** MATERIAL TO PROCESS follows **

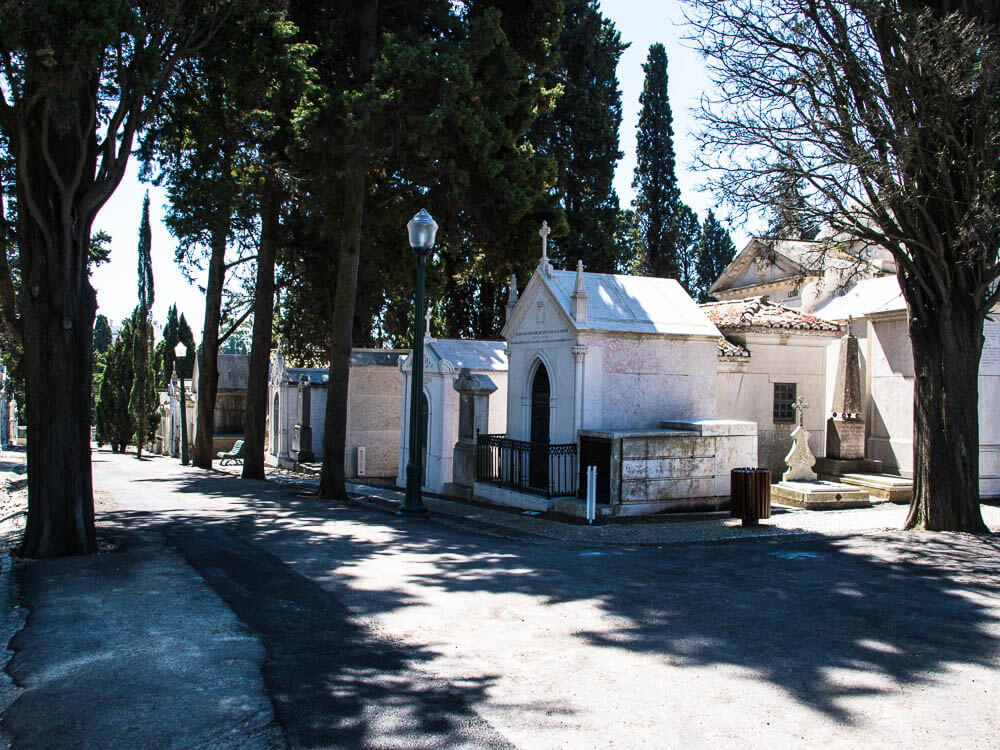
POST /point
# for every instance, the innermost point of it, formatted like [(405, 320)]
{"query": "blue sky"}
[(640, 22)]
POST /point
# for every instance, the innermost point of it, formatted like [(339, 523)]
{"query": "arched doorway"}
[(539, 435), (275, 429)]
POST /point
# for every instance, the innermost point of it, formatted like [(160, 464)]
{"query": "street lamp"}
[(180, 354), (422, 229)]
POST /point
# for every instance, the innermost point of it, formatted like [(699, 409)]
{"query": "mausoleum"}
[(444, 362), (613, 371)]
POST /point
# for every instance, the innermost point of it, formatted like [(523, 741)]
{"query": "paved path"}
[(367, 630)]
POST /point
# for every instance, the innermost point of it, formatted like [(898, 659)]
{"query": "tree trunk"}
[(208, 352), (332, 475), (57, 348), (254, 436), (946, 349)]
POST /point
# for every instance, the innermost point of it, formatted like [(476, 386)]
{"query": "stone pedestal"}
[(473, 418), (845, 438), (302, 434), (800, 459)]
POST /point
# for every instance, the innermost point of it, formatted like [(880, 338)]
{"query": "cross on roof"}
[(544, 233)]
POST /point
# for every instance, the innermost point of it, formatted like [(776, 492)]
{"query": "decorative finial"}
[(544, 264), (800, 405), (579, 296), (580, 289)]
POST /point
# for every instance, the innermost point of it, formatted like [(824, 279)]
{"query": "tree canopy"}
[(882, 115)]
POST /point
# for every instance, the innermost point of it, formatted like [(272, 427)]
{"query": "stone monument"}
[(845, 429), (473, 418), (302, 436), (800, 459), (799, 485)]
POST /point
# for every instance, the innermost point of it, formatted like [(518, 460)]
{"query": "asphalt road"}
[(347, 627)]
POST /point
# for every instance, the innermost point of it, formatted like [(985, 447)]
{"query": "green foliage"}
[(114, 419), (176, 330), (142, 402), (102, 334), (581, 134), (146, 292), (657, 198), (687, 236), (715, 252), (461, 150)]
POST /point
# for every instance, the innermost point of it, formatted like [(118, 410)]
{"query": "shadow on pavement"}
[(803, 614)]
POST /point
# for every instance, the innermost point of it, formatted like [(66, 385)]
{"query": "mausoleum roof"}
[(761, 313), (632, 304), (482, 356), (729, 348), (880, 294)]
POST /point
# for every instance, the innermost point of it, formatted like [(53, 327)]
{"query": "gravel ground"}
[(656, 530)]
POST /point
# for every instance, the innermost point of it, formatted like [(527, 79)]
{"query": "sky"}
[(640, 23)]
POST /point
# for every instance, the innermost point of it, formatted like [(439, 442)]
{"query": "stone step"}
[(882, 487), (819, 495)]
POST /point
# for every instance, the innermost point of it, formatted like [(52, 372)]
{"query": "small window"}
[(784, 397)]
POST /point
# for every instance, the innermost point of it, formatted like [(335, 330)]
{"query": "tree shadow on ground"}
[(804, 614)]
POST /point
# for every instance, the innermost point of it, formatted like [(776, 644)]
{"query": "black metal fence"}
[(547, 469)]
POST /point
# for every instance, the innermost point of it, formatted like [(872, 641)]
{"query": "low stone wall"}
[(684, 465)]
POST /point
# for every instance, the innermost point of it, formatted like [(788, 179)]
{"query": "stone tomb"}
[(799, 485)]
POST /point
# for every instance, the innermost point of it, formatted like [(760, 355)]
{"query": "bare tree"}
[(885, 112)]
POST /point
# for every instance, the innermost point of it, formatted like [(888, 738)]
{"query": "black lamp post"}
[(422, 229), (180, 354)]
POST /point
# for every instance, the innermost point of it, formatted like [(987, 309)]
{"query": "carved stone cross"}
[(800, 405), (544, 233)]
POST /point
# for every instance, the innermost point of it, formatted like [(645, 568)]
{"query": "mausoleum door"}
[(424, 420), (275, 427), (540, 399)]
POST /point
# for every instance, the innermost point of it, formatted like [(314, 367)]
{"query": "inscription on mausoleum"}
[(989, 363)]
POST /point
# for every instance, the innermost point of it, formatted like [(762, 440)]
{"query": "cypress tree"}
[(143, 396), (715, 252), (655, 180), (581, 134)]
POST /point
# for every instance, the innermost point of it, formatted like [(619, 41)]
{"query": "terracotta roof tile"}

** End of MATERIAL TO PROCESS **

* _WHAT NEEDS TO BE DONE_: Copy everything in the records above except the pictures, exactly as written.

* _FINISHED TASK_:
POST /point
# for every instance, the innermost point of it, formatted like [(405, 320)]
{"query": "blue sky"}
[(640, 22)]
POST /point
# for every instance, the innermost point of it, formatted like [(339, 523)]
{"query": "arched doorway"}
[(539, 435), (275, 429)]
POST /point
# for every instance, the innermost point of it, formatted like [(160, 464)]
{"query": "street lamp"}
[(180, 354), (422, 229)]
POST /point
# for every instance, the innermost point of it, formatted like [(699, 409)]
{"query": "mausoleum"}
[(444, 362), (613, 371)]
POST /point
# for every instance, the innermost point of it, formatted like [(523, 741)]
{"query": "paved path"}
[(367, 630)]
POST /point
# for every instance, the innermost point of it, formatted like [(898, 659)]
{"query": "tree trunk"}
[(208, 352), (332, 475), (57, 348), (254, 436), (946, 349)]
POST /point
# for every instance, the innermost point of it, formatted like [(476, 386)]
{"query": "stone pedestal"}
[(473, 418), (845, 438), (302, 434), (800, 459)]
POST /point
# for every instance, the innermost point of it, formatted like [(880, 338)]
{"query": "cross on roof"}
[(544, 233)]
POST /point
# for every instance, the innermost point of it, formatted like [(776, 492)]
{"query": "decorative finial"}
[(544, 264), (800, 405), (579, 296), (580, 289)]
POST /point
# for every instance, the innermost point of it, formatted like [(824, 279)]
{"query": "tree canopy"}
[(882, 115)]
POST /point
# for every instance, the innermost point of it, formatted like [(272, 427)]
{"query": "stone monument"}
[(845, 429), (473, 418), (302, 436), (800, 459), (799, 485)]
POST /point
# for every instance, the innermost point of it, formatted like [(518, 460)]
{"query": "asphalt road"}
[(347, 627)]
POST /point
# for every instance, the innermost point of it, formatted like [(985, 447)]
{"query": "green foliage"}
[(114, 419), (176, 330), (142, 402), (102, 334), (581, 134), (146, 292), (657, 198), (687, 236), (715, 252), (461, 150)]
POST /point
# for every instance, the innermost point of it, formatted like [(118, 410)]
{"query": "shadow on pavement"}
[(803, 614)]
POST /point
# for every instance, the innermost point of it, formatted like [(66, 385)]
{"query": "mausoleum roof"}
[(761, 313), (632, 304), (482, 356), (729, 348), (880, 294)]
POST /point
# for every instance, the innermost point of it, formatted like [(53, 327)]
{"query": "gravel ground"}
[(656, 530)]
POST /point
# for every instance, the innermost point of it, formatted like [(527, 79)]
{"query": "sky"}
[(640, 23)]
POST /point
# for every instance, the innermost point of it, formatted like [(439, 442)]
{"query": "stone step"}
[(882, 487), (819, 495)]
POST /point
# for every instance, the innermost point of it, formatted like [(52, 372)]
{"query": "small window"}
[(784, 397)]
POST /point
# for every instance, the innermost point of it, formatted like [(335, 330)]
{"query": "tree shadow on ground"}
[(804, 614)]
POST /point
# for every instance, the innermost point of it, formatted like [(776, 644)]
{"query": "black metal fence"}
[(547, 469)]
POST /point
# for every instance, the innermost point of it, formatted like [(872, 641)]
{"query": "low stone wall"}
[(684, 465)]
POST /point
# for every instance, the innermost point of it, formatted like [(788, 179)]
{"query": "stone tomb"}
[(799, 485)]
POST /point
# for every instance, the innermost point of it, formatted like [(760, 355)]
{"query": "bare tree"}
[(885, 112)]
POST /point
# for every instance, the innermost point of it, formatted like [(888, 738)]
{"query": "black lamp post"}
[(422, 229), (180, 354)]
POST /point
# for every instance, the innermost point of it, formatted like [(987, 309)]
{"query": "carved stone cross"}
[(800, 405), (544, 233)]
POST /point
# for every instance, the innermost point of it, formatted like [(645, 568)]
{"query": "mausoleum door"}
[(424, 420), (275, 427), (540, 399)]
POST /point
# for every instance, the innermost point of it, formatted like [(314, 367)]
{"query": "inscription on mausoleum"}
[(989, 363)]
POST /point
# for every instance, the innermost point of it, formatted like [(762, 440)]
{"query": "cypress tree"}
[(143, 396), (715, 252), (655, 180), (581, 134)]
POST /point
# for every instance, the innermost point of it, formatted like [(619, 41)]
{"query": "terracotta roof tile"}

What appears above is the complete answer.